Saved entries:
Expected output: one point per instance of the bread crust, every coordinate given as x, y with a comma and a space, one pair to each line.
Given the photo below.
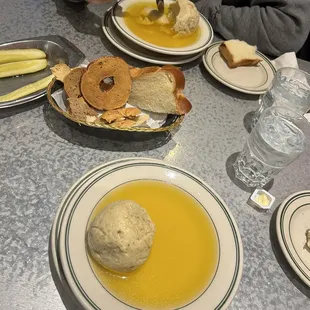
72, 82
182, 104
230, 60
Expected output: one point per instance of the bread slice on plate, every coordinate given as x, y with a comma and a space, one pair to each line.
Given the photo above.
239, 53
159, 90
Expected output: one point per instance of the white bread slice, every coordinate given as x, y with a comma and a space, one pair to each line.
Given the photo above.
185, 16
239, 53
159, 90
* * *
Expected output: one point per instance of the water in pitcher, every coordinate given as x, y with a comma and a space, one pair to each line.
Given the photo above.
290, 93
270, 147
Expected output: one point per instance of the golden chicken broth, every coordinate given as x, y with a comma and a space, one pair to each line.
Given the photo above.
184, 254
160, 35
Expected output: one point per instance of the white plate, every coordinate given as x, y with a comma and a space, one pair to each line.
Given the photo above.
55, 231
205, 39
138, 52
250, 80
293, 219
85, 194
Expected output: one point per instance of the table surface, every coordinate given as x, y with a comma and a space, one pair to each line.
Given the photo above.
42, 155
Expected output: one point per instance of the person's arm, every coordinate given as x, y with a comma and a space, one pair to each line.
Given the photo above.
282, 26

PROBLEM STATEMENT
Please show all lines from the entries that contain the word "plate".

RESPONSE TO THE EXERCISE
Expected output: one point per instance of the bread slice on plate, every coordinate given as x, y with a comma and a space, one pair to each line.
Expected output: one point per instance of the white plate, every coordinate given as x, y with a comma and a space, one pair to each line.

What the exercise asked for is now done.